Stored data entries
◇ ◇ ◇

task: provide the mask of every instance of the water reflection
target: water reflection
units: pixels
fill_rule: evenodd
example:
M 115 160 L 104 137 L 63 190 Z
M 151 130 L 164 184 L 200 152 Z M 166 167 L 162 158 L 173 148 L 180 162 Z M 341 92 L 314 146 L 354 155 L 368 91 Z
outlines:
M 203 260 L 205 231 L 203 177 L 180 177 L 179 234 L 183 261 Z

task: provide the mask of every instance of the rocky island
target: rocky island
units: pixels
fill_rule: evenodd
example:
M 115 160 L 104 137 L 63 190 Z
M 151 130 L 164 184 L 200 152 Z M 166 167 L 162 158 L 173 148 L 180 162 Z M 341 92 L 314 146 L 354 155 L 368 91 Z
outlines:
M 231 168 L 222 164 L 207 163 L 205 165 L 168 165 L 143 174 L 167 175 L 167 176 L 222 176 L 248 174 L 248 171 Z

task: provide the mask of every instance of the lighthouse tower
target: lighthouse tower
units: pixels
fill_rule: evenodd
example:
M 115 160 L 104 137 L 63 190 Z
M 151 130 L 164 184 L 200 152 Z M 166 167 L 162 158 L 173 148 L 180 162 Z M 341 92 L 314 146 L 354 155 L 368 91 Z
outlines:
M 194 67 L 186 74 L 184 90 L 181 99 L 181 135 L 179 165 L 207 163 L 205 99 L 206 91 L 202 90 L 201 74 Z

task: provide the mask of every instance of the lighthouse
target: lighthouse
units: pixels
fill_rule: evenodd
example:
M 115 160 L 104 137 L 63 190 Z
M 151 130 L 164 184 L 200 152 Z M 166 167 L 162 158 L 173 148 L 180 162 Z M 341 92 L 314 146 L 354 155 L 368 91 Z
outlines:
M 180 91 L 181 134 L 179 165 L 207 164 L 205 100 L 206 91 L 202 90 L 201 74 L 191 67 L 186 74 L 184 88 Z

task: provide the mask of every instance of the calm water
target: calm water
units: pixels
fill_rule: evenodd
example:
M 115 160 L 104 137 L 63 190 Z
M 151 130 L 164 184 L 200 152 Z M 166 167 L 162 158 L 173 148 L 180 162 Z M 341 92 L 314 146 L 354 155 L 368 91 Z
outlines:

◇ ◇ ◇

Copy every line of these records word for word.

> OUTPUT FOR THIS EXERCISE
task: provide the mask of every instance of the water reflection
target: water reflection
units: pixels
fill_rule: evenodd
example:
M 115 160 L 104 137 L 63 190 Z
M 151 130 L 164 184 L 200 152 Z M 166 167 L 162 158 L 173 148 L 180 162 Z M 341 92 L 314 146 L 354 155 L 368 91 Z
outlines:
M 203 260 L 205 231 L 203 177 L 180 177 L 179 234 L 183 261 Z

task: provide the mask of every instance of the rocky island
target: rocky island
units: pixels
fill_rule: evenodd
example:
M 115 160 L 104 137 L 63 190 Z
M 151 130 L 164 184 L 200 152 Z M 166 167 L 162 158 L 173 148 L 180 162 Z M 341 92 L 314 146 L 354 155 L 368 91 Z
outlines:
M 231 168 L 222 164 L 207 163 L 205 165 L 168 165 L 143 174 L 167 175 L 167 176 L 222 176 L 248 174 L 248 171 Z

task: provide the mask of every instance of the lighthouse tower
target: lighthouse tower
units: pixels
fill_rule: evenodd
example:
M 115 160 L 104 137 L 63 190 Z
M 151 130 L 164 184 L 200 152 Z M 166 167 L 162 158 L 173 148 L 180 162 Z M 341 92 L 314 146 L 354 155 L 368 91 Z
outlines:
M 194 67 L 186 74 L 184 90 L 181 99 L 181 135 L 179 165 L 207 163 L 205 99 L 206 91 L 202 90 L 201 74 Z

task: provide the mask of every instance of the lighthouse
target: lighthouse
units: pixels
fill_rule: evenodd
example:
M 115 160 L 104 137 L 63 190 Z
M 151 130 L 164 184 L 200 152 Z M 166 167 L 162 158 L 173 148 L 180 162 Z M 341 92 L 314 146 L 354 155 L 368 91 Z
outlines:
M 180 91 L 181 134 L 179 165 L 207 164 L 205 100 L 206 91 L 202 90 L 201 74 L 191 67 L 186 74 L 184 88 Z

task: provide the mask of every instance of the calm water
target: calm water
units: pixels
fill_rule: evenodd
example:
M 115 160 L 104 137 L 63 190 Z
M 151 130 L 164 184 L 200 152 Z M 166 167 L 162 158 L 173 148 L 180 162 Z M 341 92 L 314 146 L 354 155 L 368 91 Z
outlines:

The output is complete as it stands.